• Selected excerpt:
--- BEGIN ---
"Work-based learning (WBL) is an educational strategy that provides students with real-life work experiences where they can apply academic and technical skills and develop their employability." It is a series of educational courses which integrate the school or university curriculum with the workplace to create a different learning paradigm. "Work-based learning deliberately merges theory with practice and acknowledges the intersection of explicit and tacit forms of knowing."

Most WBL programs are generally university accredited courses, aiming at a win-win situation where the learner's needs and the industry requirement for skilled and talented employees both are met. WBL programs are targeted to bridge the gap between the learning and the doing. "Work-based learning strategies provide career awareness, career exploration opportunities, career planning activities and help students attain competencies such as positive work attitudes and other employable skills."

Work-based learning encompasses a diversity of formal, nonformal and informal arrangements including apprenticeships, work placement and informal learning on the job. The key driver is the need for active policies to secure learning that meets the need of the workplace.

Classification

Work-based learning is classified in three ways based on the:

Duration of assignment: The work-based learning experience maybe of a duration of a few hours to 2/4 years
Relation to course work: Work-based learning is generally related to a specific subject taught at school or university
Stipend: WBL assignments may be paid or unpaid

WBL learning strategies
Work-based learning strategies include the following:

Apprenticeship or internship or mentorship: An apprenticeship involves the student working for an employer where he or she is taught and supervised by an experienced employee of the chosen organization. The student is periodically evaluated for progress as per the skills and knowledge acquired, and maybe granted wages accordingly. At the end of the course, the student receives a certificate of service. The student learns in a realistic environment and gets the opportunity to apply his or her knowledge in real-world scenarios.
--- END ---
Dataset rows
--- BEGIN ---
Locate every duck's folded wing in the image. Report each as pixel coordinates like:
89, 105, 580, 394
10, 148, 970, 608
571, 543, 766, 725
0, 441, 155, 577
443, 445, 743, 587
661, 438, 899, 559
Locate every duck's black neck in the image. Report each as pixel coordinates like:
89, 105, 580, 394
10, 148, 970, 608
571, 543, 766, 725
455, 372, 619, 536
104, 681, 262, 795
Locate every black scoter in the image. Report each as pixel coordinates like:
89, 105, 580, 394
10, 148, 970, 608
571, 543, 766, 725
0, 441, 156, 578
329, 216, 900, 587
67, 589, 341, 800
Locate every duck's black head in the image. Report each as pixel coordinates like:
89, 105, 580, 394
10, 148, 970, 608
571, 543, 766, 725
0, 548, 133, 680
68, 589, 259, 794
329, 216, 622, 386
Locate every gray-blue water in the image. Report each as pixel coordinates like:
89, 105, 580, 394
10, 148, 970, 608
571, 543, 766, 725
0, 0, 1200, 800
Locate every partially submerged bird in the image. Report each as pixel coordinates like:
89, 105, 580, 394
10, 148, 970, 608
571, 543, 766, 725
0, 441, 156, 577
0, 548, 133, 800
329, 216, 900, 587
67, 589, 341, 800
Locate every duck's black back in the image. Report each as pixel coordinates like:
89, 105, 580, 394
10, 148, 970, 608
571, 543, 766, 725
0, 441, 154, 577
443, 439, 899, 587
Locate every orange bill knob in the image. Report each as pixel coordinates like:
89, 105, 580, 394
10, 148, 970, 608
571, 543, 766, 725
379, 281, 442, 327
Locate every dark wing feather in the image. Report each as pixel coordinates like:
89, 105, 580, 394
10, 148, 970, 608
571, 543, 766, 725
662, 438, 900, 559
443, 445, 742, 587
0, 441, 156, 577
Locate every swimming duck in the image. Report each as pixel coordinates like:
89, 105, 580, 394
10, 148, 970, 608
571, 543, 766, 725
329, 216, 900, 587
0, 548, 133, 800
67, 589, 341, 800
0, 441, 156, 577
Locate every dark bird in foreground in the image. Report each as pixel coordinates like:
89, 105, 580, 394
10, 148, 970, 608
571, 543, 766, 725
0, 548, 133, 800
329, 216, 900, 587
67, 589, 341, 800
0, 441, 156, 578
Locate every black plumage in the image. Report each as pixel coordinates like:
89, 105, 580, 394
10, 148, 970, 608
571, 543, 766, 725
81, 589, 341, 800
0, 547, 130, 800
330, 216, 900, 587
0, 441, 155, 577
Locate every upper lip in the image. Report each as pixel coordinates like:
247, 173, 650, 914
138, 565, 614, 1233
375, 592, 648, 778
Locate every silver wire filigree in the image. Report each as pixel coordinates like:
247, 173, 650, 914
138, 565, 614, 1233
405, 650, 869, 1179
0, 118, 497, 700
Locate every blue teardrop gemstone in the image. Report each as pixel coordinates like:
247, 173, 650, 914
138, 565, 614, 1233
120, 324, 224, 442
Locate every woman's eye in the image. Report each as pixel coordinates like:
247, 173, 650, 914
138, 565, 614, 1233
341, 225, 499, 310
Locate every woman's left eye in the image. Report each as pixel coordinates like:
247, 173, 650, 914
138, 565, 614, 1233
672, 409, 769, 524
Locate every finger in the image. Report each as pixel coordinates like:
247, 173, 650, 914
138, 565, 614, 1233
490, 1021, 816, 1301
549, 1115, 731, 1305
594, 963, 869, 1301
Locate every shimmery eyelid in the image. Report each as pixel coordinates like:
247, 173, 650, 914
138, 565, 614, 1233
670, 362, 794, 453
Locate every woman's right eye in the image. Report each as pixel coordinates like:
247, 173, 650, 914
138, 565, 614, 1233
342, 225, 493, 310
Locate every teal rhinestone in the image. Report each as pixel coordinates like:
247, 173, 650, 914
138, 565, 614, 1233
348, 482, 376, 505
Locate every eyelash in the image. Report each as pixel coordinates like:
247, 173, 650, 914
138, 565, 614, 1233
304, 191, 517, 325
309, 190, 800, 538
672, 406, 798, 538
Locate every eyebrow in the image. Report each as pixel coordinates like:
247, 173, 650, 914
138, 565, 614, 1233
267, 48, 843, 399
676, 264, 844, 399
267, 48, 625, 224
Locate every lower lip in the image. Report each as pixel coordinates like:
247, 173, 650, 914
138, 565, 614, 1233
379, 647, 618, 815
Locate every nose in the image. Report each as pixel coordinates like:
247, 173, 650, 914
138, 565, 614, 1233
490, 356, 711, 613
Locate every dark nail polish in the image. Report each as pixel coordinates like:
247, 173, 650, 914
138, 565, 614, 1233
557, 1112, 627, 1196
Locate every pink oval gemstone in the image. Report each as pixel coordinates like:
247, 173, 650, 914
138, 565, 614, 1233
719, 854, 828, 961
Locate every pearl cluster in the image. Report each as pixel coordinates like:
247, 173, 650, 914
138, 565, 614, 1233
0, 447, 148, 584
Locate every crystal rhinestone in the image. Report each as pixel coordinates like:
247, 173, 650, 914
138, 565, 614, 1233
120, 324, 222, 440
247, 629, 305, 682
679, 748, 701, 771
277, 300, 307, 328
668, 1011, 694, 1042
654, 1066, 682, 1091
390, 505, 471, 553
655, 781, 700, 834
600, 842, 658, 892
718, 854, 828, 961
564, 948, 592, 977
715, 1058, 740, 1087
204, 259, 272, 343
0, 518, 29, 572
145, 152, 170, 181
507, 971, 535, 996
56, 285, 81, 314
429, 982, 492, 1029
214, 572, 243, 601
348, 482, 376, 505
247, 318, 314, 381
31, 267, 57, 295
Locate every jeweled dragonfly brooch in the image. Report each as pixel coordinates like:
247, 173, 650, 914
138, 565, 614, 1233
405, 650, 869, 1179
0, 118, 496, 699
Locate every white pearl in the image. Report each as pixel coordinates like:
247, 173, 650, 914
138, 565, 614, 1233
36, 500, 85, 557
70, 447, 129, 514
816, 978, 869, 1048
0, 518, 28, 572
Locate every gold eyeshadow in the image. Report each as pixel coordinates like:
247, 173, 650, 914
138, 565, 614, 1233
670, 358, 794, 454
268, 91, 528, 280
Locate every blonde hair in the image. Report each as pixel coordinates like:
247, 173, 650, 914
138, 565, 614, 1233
--- END ---
• Set tasks:
**1.** In the passage on work-based learning, what does a student receive at the end of an apprenticeship course?
**2.** Retype the passage on work-based learning word for word, starting with "Apprenticeship or internship" and going on through "in real-world scenarios.".
**3.** List every basis on which the passage on work-based learning classifies work-based learning.

• Task-by-task results:
**1.** A certificate of service.

**2.**
Apprenticeship or internship or mentorship: An apprenticeship involves the student working for an employer where he or she is taught and supervised by an experienced employee of the chosen organization. The student is periodically evaluated for progress as per the skills and knowledge acquired, and maybe granted wages accordingly. At the end of the course, the student receives a certificate of service. The student learns in a realistic environment and gets the opportunity to apply his or her knowledge in real-world scenarios.

**3.**
- Duration of assignment
- Relation to course work
- Stipend